Short problem
Find the line that contains "instance like [197,168].". Output it and every line after it to the end of the records, exactly as they appear.

· · · ·

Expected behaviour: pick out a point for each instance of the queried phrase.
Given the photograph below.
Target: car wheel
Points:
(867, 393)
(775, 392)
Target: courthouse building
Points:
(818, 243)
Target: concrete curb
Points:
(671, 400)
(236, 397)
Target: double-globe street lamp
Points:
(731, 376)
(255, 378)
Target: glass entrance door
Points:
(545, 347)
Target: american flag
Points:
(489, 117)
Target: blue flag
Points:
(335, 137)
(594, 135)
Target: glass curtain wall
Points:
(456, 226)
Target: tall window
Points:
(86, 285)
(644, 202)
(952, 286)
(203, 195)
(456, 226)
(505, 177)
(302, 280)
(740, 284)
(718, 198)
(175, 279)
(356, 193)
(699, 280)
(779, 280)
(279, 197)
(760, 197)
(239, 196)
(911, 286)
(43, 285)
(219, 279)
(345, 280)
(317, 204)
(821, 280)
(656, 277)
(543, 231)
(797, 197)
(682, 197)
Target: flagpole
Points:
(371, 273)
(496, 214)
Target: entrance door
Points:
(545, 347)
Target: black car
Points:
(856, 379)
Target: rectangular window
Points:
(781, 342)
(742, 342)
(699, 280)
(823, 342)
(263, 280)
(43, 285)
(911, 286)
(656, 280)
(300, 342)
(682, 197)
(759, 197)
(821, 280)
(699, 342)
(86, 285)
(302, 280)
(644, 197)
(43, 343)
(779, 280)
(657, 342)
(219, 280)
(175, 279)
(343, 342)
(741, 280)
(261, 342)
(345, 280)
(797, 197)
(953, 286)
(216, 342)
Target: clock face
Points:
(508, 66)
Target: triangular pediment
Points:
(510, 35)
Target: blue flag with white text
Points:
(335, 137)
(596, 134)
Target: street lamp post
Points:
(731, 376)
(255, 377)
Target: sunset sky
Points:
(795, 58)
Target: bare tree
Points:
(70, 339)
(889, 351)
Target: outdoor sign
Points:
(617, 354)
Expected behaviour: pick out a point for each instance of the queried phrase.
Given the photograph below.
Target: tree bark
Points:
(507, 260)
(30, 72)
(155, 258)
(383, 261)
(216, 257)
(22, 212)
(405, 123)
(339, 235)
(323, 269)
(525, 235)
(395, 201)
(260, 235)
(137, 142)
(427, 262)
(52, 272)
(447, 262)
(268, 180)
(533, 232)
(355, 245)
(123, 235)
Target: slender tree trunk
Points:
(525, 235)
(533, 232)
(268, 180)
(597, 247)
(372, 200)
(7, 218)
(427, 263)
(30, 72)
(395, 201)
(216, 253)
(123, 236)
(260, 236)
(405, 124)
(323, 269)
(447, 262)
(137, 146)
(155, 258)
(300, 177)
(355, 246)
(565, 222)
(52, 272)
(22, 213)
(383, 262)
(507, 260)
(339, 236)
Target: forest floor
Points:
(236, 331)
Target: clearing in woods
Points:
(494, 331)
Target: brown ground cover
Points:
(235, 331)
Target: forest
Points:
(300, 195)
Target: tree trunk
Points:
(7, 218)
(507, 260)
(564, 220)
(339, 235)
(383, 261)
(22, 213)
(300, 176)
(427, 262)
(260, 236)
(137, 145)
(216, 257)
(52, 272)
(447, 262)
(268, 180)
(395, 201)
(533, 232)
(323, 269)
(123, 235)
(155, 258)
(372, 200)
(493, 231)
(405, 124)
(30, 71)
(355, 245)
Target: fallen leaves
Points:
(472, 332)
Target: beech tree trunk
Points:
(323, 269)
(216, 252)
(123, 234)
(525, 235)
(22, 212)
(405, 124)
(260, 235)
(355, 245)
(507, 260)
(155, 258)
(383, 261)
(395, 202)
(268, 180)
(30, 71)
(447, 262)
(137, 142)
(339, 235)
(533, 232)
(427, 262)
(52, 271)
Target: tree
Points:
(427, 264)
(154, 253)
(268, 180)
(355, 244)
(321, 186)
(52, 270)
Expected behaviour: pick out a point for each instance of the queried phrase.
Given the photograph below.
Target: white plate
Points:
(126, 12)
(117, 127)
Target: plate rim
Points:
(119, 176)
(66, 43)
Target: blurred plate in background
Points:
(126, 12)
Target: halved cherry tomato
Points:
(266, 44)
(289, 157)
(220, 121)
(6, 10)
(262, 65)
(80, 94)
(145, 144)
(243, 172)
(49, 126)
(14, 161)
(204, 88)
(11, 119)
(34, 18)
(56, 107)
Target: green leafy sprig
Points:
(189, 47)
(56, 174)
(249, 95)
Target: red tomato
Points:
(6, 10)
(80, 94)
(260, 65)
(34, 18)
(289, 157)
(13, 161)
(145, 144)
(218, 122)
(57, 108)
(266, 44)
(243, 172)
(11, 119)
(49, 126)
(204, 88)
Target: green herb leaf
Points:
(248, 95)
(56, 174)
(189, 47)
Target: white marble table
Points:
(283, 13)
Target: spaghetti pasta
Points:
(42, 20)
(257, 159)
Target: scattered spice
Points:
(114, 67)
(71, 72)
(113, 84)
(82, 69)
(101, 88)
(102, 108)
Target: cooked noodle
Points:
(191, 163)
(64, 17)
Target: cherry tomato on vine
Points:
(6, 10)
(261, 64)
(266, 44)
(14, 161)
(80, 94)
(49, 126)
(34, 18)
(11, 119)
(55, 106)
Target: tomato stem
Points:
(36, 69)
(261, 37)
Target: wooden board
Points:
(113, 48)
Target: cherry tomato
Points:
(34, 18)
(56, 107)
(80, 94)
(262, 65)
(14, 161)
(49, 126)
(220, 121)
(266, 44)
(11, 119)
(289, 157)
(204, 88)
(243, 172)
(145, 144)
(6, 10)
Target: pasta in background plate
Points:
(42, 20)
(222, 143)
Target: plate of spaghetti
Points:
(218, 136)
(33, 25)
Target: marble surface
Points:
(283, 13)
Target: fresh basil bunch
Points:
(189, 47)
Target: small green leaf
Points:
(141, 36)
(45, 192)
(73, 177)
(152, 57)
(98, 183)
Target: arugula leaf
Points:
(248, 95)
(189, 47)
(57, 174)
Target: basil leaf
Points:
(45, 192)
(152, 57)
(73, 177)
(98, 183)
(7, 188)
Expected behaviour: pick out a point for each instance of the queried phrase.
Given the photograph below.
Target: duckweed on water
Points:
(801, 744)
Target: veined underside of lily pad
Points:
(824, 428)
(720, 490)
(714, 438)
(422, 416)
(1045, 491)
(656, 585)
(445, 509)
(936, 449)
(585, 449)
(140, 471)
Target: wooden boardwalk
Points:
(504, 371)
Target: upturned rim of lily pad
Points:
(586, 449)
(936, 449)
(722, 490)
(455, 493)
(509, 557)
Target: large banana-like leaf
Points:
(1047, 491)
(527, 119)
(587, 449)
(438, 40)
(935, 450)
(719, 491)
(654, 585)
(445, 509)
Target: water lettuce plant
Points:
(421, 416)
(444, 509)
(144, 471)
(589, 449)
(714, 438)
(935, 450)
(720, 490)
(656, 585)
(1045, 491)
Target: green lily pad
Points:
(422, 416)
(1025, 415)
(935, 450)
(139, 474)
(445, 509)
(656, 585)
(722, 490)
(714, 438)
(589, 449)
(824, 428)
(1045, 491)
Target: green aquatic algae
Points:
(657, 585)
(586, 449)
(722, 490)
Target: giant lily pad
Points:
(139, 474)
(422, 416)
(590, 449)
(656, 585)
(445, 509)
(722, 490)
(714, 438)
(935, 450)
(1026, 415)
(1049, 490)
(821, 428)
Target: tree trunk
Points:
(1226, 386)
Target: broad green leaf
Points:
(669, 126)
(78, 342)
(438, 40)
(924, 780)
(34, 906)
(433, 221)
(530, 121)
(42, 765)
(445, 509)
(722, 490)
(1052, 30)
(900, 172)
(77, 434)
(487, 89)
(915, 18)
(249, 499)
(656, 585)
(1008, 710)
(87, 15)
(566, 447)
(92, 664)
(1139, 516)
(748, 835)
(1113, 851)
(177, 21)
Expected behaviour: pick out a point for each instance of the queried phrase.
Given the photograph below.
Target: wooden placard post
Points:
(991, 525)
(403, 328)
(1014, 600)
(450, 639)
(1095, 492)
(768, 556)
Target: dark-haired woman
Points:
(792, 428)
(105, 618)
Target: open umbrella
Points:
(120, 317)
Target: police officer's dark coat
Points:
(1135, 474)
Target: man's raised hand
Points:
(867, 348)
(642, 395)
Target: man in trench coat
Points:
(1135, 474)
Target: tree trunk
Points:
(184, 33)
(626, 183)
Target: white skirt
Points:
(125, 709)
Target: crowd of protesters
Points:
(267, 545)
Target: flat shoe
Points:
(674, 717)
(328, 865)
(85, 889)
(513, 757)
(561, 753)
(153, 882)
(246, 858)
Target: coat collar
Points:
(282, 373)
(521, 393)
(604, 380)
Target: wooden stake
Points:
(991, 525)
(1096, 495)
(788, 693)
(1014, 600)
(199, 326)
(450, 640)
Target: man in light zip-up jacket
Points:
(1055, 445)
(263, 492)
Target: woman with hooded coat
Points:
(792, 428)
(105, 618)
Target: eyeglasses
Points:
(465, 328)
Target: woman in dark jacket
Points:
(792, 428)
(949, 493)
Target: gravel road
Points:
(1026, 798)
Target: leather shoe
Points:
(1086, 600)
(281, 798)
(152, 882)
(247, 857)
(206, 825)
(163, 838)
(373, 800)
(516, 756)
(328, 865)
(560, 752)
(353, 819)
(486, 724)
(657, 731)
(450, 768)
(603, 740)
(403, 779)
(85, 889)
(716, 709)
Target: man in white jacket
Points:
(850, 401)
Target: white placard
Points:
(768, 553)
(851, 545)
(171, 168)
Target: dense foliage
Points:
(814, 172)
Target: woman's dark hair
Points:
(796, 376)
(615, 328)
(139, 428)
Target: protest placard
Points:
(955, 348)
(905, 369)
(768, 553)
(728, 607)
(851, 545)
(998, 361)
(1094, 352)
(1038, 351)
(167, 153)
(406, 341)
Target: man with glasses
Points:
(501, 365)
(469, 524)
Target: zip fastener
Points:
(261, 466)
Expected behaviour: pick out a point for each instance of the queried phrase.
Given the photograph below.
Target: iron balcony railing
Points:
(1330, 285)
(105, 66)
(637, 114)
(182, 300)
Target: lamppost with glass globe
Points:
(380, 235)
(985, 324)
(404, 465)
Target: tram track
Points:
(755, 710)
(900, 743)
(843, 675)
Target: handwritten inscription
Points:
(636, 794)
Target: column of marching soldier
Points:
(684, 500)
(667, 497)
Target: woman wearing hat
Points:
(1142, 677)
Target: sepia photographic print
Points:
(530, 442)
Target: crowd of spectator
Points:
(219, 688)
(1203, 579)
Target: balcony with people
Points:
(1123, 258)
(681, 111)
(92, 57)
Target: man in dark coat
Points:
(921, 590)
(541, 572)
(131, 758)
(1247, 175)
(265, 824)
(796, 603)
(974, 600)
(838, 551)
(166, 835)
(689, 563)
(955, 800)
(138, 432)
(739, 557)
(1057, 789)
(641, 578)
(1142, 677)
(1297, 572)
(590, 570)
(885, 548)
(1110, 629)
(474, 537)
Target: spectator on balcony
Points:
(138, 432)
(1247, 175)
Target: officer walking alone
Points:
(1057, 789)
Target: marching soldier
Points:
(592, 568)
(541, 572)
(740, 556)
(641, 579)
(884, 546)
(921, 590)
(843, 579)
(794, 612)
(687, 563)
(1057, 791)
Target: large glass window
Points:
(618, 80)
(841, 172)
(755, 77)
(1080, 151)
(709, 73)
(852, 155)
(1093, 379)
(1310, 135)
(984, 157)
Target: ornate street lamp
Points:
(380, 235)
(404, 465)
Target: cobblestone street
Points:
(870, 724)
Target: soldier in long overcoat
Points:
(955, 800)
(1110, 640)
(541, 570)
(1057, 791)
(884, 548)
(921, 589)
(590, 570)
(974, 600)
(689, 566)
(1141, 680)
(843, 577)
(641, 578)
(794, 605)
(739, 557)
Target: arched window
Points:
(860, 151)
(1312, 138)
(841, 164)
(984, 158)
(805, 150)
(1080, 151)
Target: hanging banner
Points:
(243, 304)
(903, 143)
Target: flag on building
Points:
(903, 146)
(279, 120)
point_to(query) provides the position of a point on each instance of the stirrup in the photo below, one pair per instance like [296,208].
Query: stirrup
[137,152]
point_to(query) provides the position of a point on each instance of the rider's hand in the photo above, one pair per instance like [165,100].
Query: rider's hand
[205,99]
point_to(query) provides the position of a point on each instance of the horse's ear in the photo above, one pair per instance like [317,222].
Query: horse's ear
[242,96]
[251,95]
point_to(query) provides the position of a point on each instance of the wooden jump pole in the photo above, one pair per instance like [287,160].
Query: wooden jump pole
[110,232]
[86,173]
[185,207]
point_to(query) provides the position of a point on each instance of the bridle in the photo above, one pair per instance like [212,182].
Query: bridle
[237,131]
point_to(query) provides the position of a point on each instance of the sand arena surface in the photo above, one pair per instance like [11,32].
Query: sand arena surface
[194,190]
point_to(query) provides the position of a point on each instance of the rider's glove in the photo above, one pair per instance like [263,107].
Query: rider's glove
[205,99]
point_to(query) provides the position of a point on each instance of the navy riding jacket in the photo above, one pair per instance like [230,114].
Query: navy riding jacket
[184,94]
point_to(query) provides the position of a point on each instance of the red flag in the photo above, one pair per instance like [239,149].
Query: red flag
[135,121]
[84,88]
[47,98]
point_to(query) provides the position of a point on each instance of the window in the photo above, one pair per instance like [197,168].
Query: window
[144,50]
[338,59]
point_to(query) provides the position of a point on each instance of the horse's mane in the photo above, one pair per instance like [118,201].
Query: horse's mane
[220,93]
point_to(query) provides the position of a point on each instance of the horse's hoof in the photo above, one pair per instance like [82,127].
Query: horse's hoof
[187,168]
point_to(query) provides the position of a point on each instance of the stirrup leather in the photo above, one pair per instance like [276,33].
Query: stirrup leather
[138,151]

· · · ·

Result of the task
point_to(query) provides the position of a point on each instance of the window in the photo above, one pair per instance like [197,168].
Query: window
[144,50]
[338,59]
point_to(query) provides the position of a point on each instance of the horse's mane in the photo above, one pair per instance like [118,201].
Query: horse's mane
[220,93]
point_to(query) provides the position of a point on each instance of the horse's hoof in the photo above, one pair per instance like [82,127].
Query: horse's hoof
[187,168]
point_to(query) provides the position of a point on each instance of the stirrup leather in the photo above, one pair per instance like [276,33].
Query: stirrup leather
[138,151]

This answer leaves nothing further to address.